DOCUMENT EXTRACT:
----------------------------------------
# Automated Playback



## Edrick (Jan 22, 2012)

Well we all know people like QLabs for cue playback, however I'm wondering if you guys have any recommendations for a setup where we can have a central server or something that syncs the systems then a bunch of remote systems playing back this file. A mix of Audio, Video and Photos. 

Basically I'd like to be able to have a few monitors or TVs around that can play through a slideshow and play a video. Much like Powerpoint except i'd like it to be like a kiosk where the app just opens and it listens for a server.


----------



## wavemaster447 (Feb 26, 2012)

Dataton Watchout, if you have the money. It's a stellar piece of software that lets you do **** near anything you can imagine with video, but it'll cost quite a bit to get started. Some rental companies may have Watchout computers available for rent, but its a long shot - you're talking 2K for a single machine, software alone, and you need at least 2 separate machines. Watchout can be triggered from Qlab, or any other MIDI or TCP/IP box.

Another option would be old-fashioned analog signal distribution, and run your show from whatever software you want, including Powerpoint, or Qlab itself. Search around Amazon also, there are some Video+Serial over cat5 solutions that may work well for this, depending on how far the run is, and whether you want serial control of the screens themselves.
----------------------------------------
DIRECTIONS:
• a. Answer these from the forum thread on automated playback:
(i) What software does Edrick name as one people know for cue playback?
(ii) At minimum, how many separate machines does wavemaster447 say Watchout needs?
(iii) What does wavemaster447 say Watchout can be triggered from?
• b. Copy the passage of the automated playback thread word for word, beginning with "Dataton Watchout, if" and stopping after "the screens themselves.".
• c. Please resume the forum thread on automated playback, writing on from the end of its last post.
----------------------------------------
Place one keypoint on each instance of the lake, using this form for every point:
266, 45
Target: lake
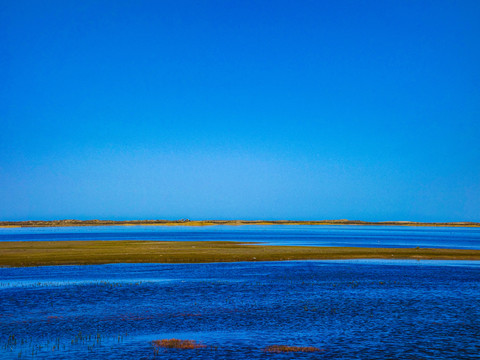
355, 309
328, 235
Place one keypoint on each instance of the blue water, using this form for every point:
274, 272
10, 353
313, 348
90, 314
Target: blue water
363, 236
355, 309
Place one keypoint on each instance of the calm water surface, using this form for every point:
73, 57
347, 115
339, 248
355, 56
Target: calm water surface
348, 309
363, 236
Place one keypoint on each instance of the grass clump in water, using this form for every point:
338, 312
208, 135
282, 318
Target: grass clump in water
178, 344
286, 348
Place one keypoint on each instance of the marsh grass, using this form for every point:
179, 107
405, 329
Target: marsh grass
40, 253
286, 348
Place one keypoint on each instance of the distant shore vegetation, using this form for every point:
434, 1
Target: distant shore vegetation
188, 222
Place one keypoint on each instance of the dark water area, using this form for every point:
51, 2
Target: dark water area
355, 309
331, 235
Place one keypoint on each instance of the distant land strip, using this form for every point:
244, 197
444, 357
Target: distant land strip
187, 222
43, 253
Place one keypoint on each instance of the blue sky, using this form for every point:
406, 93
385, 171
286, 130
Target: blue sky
240, 110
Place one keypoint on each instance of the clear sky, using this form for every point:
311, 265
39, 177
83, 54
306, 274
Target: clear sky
364, 110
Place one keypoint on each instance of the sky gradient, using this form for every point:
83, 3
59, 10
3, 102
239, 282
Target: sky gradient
240, 110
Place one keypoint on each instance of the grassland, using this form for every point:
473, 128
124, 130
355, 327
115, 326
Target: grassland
40, 253
186, 222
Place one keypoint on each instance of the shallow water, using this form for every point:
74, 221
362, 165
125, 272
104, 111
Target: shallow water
355, 309
331, 235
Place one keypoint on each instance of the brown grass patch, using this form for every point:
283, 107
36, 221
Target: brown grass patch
178, 344
286, 348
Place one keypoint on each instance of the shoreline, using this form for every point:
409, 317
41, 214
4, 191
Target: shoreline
48, 253
194, 223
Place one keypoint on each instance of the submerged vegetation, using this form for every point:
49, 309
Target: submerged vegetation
178, 344
41, 253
----------------------------------------
IN RESPONSE:
• a.
(i) QLabs
(ii) 2
(iii) Qlab, or any other MIDI or TCP/IP box

• b.
Dataton Watchout, if you have the money. It's a stellar piece of software that lets you do **** near anything you can imagine with video, but it'll cost quite a bit to get started. Some rental companies may have Watchout computers available for rent, but its a long shot - you're talking 2K for a single machine, software alone, and you need at least 2 separate machines. Watchout can be triggered from Qlab, or any other MIDI or TCP/IP box.

Another option would be old-fashioned analog signal distribution, and run your show from whatever software you want, including Powerpoint, or Qlab itself. Search around Amazon also, there are some Video+Serial over cat5 solutions that may work well for this, depending on how far the run is, and whether you want serial control of the screens themselves.

• c.
Good luck!


----------



## metti (Feb 26, 2012)

Sounds like you should be looking for digital signage type systems.


----------



## beardedbil (Feb 26, 2012)

I am not quite sure of your setup or needs but I would look at the Brightsign video players. I have used many of them in a kiosk type setting.
Best,
Bill Rod. 
Dark Tech Effects
www.darktecheffects.com


----------



## iAdam (May 5, 2012)

Station Playlist does video and audio, might do pics too;]


----------



## AhClem (Jul 8, 2012)

I'm a bit out of my element in this forum, but would the Medialon system be suitable for your needs?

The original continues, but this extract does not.